(Exercise objective)
Pick up the text below about Cochran and his Senate leadership contests with Lott from the point where it stops, and continue it.

#### Text excerpt ####

Also in late 2007, Cochran got a new Mississippi partner in the Senate with the arrival of newly appointed Sen. Roger Wicker, a Republican. The two quickly teamed up to try to compel Congress to allow federal flood insurance policyholders to add wind coverage to protect themselves financially against future hurricanes. A former U.S. House member, Wicker was appointed by Barbour to replace GOP Sen. Trent Lott, who resigned from Congress. It was a welcome change for Cochran, who had competed with Lott over the years to advance in the leadership and usually wound up losing to him. In 1990, Cochran was elected to the chairmanship of the Senate Republican Conference, the No. 3 position. Although he had less seniority than Cochran, Lott set his sights higher. Rather than wait his turn to move up, Lott challenged Wyoming’s Alan Simpson for majority whip, the No. 2 position. Cochran pointedly endorsed Simpson, but Lott won anyway, with the support of junior Senate conservatives, and leapfrogged over Cochran to the higher-ranking post of whip. Then in 1996, the top job of Senate majority leader came open when Kansas Republican Bob Dole ran for president. Cochran and Lott both entered the race. Lott was able to sew up a majority of votes quickly. Cochran stayed in the contest and lost 44-8.

#### The data ####

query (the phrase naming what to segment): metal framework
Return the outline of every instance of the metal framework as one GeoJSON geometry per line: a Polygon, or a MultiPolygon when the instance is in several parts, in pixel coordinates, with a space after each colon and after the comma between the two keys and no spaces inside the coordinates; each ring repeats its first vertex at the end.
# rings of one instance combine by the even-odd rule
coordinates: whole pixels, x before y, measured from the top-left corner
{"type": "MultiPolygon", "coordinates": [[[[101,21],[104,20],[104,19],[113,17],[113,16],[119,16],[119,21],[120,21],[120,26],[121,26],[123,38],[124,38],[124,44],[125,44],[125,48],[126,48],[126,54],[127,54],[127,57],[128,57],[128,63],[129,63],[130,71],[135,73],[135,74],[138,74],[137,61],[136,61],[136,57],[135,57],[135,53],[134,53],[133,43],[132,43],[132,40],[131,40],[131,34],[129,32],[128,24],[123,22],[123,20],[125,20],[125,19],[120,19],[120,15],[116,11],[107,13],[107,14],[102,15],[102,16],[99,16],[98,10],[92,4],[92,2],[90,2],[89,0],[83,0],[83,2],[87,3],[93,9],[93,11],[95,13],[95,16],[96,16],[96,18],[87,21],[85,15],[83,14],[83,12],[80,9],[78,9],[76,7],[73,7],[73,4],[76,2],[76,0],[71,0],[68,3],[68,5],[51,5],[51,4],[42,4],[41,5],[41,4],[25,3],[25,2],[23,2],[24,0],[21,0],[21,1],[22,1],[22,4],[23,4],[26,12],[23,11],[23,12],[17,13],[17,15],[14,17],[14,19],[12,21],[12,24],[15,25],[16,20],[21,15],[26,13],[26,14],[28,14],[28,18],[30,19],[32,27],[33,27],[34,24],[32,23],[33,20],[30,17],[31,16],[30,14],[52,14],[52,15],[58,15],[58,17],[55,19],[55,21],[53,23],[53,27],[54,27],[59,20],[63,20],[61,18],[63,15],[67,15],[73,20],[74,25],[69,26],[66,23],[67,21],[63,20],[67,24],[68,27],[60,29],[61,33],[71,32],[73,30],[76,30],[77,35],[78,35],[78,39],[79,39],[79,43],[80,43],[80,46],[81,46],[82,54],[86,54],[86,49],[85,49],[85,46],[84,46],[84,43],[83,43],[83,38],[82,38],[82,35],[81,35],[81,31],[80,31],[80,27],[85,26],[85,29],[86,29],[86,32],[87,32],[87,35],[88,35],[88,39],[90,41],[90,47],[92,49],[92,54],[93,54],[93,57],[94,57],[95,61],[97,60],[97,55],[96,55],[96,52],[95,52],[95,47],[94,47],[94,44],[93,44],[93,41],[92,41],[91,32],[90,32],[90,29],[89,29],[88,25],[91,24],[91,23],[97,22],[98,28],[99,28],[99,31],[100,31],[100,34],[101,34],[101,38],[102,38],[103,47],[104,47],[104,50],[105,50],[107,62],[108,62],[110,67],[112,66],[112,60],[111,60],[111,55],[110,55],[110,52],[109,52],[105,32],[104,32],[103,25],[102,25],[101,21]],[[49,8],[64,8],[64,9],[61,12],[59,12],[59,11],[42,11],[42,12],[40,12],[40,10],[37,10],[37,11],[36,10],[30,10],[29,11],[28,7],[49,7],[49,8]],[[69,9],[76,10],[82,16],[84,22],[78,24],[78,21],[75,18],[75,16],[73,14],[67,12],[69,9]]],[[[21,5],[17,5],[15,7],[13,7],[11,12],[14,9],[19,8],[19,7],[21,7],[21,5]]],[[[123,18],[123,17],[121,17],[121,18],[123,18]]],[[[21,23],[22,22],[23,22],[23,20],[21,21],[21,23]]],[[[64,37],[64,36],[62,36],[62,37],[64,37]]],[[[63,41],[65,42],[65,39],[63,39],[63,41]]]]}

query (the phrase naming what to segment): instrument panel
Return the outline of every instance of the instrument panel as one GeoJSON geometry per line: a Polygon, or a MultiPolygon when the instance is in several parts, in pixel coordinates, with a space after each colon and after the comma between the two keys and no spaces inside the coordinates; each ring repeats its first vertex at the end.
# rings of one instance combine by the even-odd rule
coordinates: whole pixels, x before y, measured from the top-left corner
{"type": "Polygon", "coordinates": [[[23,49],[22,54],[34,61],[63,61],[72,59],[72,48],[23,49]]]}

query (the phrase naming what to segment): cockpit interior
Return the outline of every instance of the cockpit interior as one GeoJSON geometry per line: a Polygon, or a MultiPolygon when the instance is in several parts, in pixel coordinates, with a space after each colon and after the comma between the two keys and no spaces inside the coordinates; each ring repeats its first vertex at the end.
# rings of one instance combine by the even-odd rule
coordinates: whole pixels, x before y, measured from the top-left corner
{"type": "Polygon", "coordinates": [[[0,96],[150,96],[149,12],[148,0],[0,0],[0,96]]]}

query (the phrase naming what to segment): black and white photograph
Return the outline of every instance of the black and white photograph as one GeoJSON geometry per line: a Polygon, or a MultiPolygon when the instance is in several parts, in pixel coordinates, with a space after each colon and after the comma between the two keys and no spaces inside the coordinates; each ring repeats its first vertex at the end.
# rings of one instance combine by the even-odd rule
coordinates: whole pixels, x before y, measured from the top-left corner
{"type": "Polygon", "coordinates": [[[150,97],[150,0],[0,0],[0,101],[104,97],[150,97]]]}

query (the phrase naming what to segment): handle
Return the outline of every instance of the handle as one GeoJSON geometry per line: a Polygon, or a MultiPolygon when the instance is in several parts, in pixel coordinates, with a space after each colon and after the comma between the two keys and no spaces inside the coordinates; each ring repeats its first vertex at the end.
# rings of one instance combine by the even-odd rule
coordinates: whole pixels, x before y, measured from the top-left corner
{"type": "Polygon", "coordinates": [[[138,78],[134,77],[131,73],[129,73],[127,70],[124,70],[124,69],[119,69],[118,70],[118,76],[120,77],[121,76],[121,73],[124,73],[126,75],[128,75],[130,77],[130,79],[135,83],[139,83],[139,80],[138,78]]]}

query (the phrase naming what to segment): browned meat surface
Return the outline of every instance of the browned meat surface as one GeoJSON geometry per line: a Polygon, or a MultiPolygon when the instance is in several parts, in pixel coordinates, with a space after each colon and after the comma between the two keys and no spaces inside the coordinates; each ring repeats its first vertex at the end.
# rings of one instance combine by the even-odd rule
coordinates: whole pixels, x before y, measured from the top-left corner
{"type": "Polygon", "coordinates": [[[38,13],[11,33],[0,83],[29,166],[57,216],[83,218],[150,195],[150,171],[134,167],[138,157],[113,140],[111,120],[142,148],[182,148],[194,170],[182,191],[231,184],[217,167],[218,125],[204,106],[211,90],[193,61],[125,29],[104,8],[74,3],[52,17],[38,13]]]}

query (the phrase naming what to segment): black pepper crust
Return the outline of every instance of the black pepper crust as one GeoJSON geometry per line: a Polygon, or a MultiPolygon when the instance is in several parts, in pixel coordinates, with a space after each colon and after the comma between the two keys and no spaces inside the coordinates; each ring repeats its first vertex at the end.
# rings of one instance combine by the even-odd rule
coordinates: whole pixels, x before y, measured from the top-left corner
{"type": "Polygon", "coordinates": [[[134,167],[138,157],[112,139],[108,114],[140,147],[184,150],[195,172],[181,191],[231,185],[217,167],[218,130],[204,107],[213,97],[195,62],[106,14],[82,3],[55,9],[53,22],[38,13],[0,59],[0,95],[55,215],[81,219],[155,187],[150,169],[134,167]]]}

####

(Response to this exercise)
Some political observers wondered whether Cochran would run for re-election in 2008. But he did and his challenger wound up being a former state representative with little money and no paid staff. Cochran spent $2.8 million and won 61%-39%, his closest margin since 1984.
Though Cochran has steered clear of scandal, in March 2009 one of his former longtime aides pleaded guilty to swapping legislative favors for event tickets and other gifts from disgraced lobbyist Jack Abramoff’s firm. During the presidential contest in 2008, his unflattering remarks about Arizona Sen. John McCain were widely quoted in the media. Cochran told the Boston Globe, “The thought of his being president sends a cold chill down my spine. He’s erratic. He’s hotheaded. He loses his temper, and he worries me.” When McCain ultimately became the party’s nominee, Cochran was conciliatory and called his earlier appraisal of McCain “ill advised.” He added, “I didn’t think he was going to win the nomination either.”
After Democrat Barack Obama defeated McCain, Cochran said, “There are a lot of people coming in with a lot of enthusiasm. We need some people with a little gray hair to help be a calming influence. That is the role I will play.”